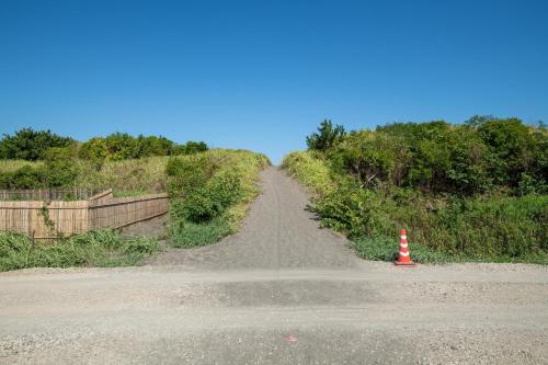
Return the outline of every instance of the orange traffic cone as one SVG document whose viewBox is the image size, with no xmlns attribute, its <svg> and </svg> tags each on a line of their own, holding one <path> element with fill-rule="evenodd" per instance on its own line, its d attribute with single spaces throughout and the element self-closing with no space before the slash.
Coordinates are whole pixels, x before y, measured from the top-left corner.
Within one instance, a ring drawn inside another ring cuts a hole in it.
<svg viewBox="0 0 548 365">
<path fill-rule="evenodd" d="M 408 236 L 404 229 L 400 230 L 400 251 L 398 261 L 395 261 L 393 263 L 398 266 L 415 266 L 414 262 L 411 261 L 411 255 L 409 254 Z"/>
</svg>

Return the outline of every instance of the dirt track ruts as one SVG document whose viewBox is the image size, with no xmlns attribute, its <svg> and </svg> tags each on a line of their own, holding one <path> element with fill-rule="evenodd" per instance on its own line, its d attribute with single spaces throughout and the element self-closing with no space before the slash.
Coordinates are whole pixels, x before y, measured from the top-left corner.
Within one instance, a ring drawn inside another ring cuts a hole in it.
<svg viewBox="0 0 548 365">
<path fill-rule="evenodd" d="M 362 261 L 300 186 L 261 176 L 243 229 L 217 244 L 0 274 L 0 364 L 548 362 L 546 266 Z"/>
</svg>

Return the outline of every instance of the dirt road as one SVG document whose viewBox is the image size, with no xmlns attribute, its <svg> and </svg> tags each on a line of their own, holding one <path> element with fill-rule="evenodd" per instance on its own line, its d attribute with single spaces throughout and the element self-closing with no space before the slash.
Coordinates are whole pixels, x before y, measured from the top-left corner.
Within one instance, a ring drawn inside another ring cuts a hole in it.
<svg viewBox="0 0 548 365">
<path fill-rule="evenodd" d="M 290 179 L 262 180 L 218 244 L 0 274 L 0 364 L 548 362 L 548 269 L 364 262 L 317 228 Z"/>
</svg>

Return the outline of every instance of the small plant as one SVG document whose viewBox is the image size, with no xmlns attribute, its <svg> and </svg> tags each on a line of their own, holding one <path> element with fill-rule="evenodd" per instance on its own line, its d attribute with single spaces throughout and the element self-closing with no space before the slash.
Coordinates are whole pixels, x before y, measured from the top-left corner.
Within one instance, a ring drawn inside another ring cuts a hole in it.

——————————

**Work to complete:**
Write out the items word for word, beginning at the line that contains "Return the outline of every instance of the dirt road" and continuing through the last line of the items.

**The completed task:**
Return the outline of every instance of the dirt road as one SVG document whose viewBox is the image size, with no xmlns attribute, its <svg> and </svg> tags each on a line of their own, holding one <path> element with fill-rule="evenodd" per instance on its own line, its d attribute with single spaces throughout and the element self-closing with no space before the slash.
Coordinates are whole pixels, x before y, measured from the top-left corner.
Within one instance, a ring drawn inside another ring cuts a hole in it.
<svg viewBox="0 0 548 365">
<path fill-rule="evenodd" d="M 290 179 L 262 180 L 218 244 L 0 274 L 0 364 L 548 362 L 548 269 L 364 262 L 317 228 Z"/>
</svg>

Return the outline of every instance of the small plant as one SVG document whose viewBox is the image size, with no xmlns attribute, its <svg> and </svg> tags each on a line of their own, holding one <path> element with fill-rule="evenodd" per instance on its own line, its d attribute with single spaces throughout and the element self-closing with no space before the slash.
Coordinates are whole pixels, x before y, measured from the top-left corner.
Within one instance, a ring drawn inside another ring cuts a hole in it.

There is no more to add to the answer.